First, a review of last week’s events:

  • USD. Two events took place last week, more precisely on Thursday 01 and Friday 02 August, that could shake the markets. But they did not shake them.
    On Thursday, for the first time since 2008, the US Federal Reserve lowered its key rate from 2.50% to 2.25%. The event was quite expected. Markets usually react to such a move, by dropping quotes. However, in this case, instead of falling, the dollar rose, although not by much (the increase against EUR was a little more than 100 points) and not for long (as of Friday, the euro won back 85 points).
    The main reason for the growth of the American currency was the comment by Jerome Powell, in which the Fed chief said that this rate cut by 25 basis points would not necessarily mark the beginning of a consistent easing policy. Indirectly, his words were confirmed by the fact that the rate was reduced by only 0.25%, and not by 0.50%, and two FOMC members voted against any reduction.
    Thus, the Federal Reserve was the least “soft” against the background of the central banks of other countries pursuing a policy of easing, which led to a short-term growth of the dollar. 
    The second planned event was the release of statistics on the US labor market. As predicted, NFP fell slightly (from 193K to 164K), to which the market reacted rather sluggishly, especially since the main newsmaker at the end of the week was - unexpected for many! - Donald Trump. (Well, who can do without him!)
    For a start, the US president called Powell's behavior a betrayal, and then put an end to the fragile truce in the US-China trade war, announcing the introduction of a 10% duty on Chinese goods worth $300 billion on September 1. Such a move by Trump sharply increased the chances further easing of the Fed’s monetary policy, in spite of Powell's statements. Thus, the probability of the next rate reduction in September increased from 64% to 92%, in December - from 42% to 75%.
    The threat of a new round of hostilities in the war with China brought down the American stock market, and investors once again turned their attention to a safe haven currency such as the Japanese yen, which strengthened against the dollar by 275 points at the end of the week;

As for the forecast for the coming week, summarizing the opinions of a number of analysts, as well as forecasts made on the basis of a variety of methods of technical and graphical analysis, we can say the following:

  • EUR/USD. The pair in its fall is now close to Pivot Point 2015-2016. And, although the rebound up on Friday, August 02, colored the indicators on H4 in a neutral gray color, 90% of the oscillators and trend indicators on D1 still insist on the continuation of the downward trend. 65% of experts agree that the American currency still has potential for growth, and it will continue to put pressure on the euro. The immediate goal for the pair is 1.0950, the next one is 100 points lower.
    At the moment, only 35% of analysts turned out to side with the bulls, however, in anticipation of easing the monetary policy of the Fed, when moving to the medium-term forecast, their number rises to 55%.
    If we turn to the indications of graphical analysis, it draws first the movement of the pair in the range of 1.1070-1.1165 on H4, and then its growth to the horizon of 1.1225. The next resistance is at 1.1285;
  • GBP/USD. Since April 2018, the British currency weakened against the US dollar by 2,300 points. The last days did not become an exception: the pound lost 430 points since July 25. The reason is the same, Brexit. The coming to power of Boris Johnson and his promise to part with the EU on October 31 on a “tough” scenario make investors nervous and the pound fall.

__Exercise details__
Reproduce the market review from "Thus, the Federal" to "of the dollar.", renaming "Federal Reserve" as "US central bank". The listing comes from a separate source and has no connection to the text.

__Data provided__
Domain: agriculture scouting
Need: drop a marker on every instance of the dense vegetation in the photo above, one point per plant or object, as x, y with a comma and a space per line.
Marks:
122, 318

* * *

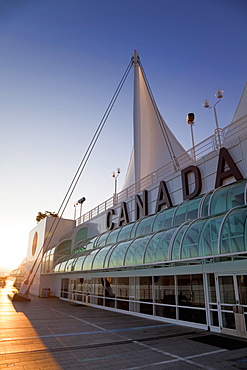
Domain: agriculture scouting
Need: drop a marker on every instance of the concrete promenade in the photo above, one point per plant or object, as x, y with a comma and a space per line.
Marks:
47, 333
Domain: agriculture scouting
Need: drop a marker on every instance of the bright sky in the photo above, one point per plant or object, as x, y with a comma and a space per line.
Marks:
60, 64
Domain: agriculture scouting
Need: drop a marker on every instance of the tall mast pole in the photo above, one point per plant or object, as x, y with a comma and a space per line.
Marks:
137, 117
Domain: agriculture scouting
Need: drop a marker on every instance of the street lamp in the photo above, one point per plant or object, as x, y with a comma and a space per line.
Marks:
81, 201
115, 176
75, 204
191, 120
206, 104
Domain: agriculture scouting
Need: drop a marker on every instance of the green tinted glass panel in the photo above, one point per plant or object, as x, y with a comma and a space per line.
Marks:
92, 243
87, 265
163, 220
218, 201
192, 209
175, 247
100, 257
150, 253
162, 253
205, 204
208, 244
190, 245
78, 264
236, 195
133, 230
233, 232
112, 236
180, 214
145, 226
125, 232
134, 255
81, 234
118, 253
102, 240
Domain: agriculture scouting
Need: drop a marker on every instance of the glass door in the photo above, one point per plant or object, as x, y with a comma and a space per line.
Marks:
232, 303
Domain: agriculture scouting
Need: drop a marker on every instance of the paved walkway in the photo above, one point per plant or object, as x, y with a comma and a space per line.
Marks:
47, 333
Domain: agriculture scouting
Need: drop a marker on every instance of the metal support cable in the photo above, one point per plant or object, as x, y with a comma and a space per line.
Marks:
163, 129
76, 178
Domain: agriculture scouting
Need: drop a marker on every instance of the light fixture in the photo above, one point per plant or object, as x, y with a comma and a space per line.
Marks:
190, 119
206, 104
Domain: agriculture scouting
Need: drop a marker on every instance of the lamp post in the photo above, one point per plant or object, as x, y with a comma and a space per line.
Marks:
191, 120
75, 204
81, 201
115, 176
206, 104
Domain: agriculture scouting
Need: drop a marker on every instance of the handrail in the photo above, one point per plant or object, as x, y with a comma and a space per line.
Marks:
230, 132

__Exercise answer__
Thus, the US central bank was the least “soft” against the background of the central banks of other countries pursuing a policy of easing, which led to a short-term growth of the dollar.